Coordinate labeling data
***

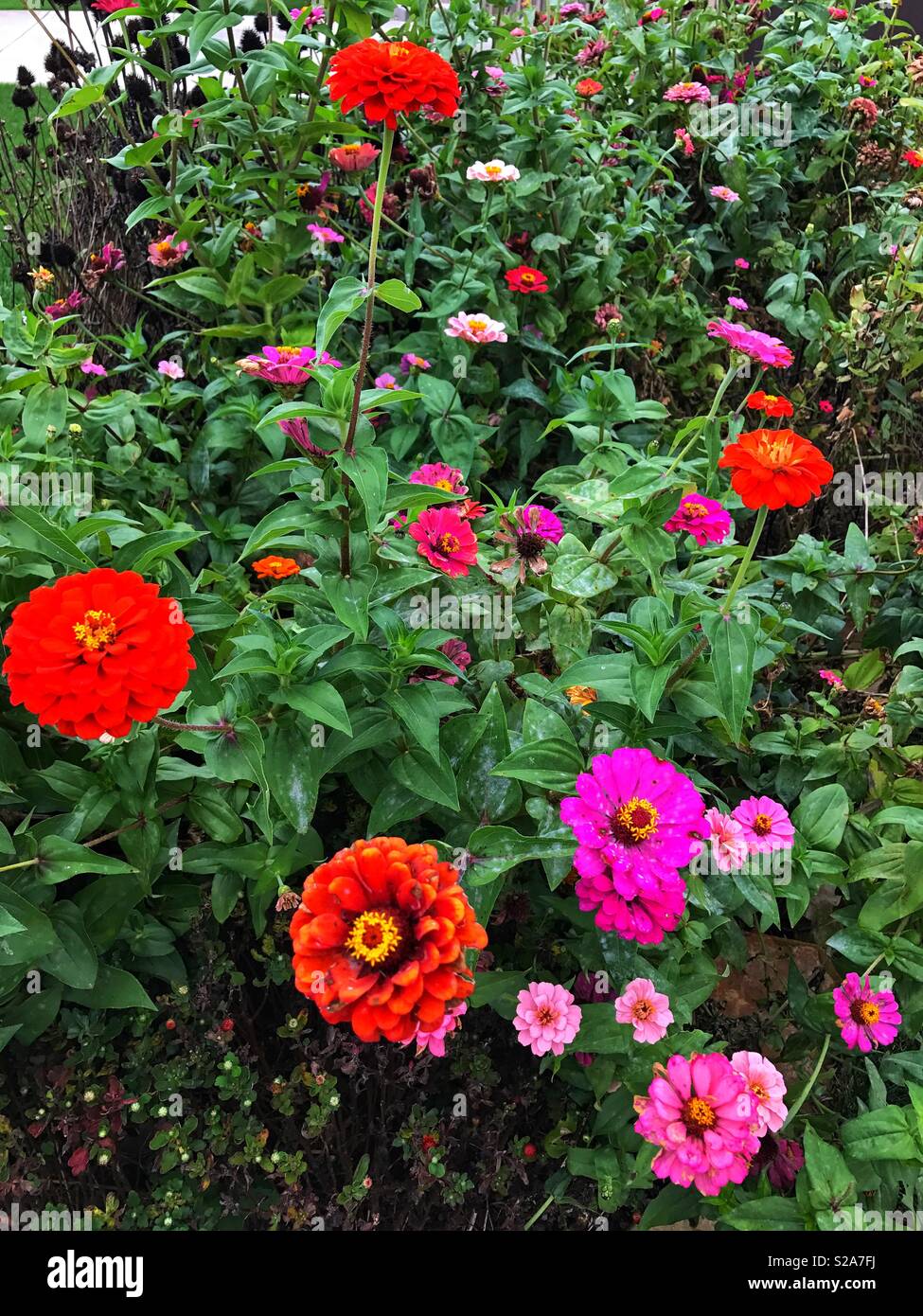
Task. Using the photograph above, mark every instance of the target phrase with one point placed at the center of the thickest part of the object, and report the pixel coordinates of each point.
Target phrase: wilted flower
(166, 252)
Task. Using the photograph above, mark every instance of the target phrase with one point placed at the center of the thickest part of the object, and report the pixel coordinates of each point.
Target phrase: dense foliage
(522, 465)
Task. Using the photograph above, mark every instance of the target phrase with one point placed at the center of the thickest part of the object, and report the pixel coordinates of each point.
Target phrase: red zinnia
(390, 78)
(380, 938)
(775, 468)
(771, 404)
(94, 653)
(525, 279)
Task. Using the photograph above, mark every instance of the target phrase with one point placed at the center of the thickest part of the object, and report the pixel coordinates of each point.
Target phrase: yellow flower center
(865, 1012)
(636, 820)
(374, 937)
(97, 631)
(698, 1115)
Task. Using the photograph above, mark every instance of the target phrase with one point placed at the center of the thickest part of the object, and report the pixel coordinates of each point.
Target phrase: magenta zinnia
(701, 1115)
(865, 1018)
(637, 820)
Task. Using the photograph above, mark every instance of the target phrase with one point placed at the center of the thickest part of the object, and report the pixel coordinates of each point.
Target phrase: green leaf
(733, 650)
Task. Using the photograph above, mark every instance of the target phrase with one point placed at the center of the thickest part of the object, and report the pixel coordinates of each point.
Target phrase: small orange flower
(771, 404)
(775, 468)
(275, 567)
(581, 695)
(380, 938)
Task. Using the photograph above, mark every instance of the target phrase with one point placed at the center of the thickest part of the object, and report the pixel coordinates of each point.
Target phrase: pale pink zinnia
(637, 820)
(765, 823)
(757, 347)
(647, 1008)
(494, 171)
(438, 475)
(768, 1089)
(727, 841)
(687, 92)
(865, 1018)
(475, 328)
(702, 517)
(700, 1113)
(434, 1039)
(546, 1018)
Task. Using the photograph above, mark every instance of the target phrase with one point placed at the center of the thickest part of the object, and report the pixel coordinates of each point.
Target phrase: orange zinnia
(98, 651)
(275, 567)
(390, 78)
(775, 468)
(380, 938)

***

◆ Work to do
List every line above that contains the word "orange", copying each one in full.

◆ Full output
Target phrase: small orange flower
Target phrase: orange zinnia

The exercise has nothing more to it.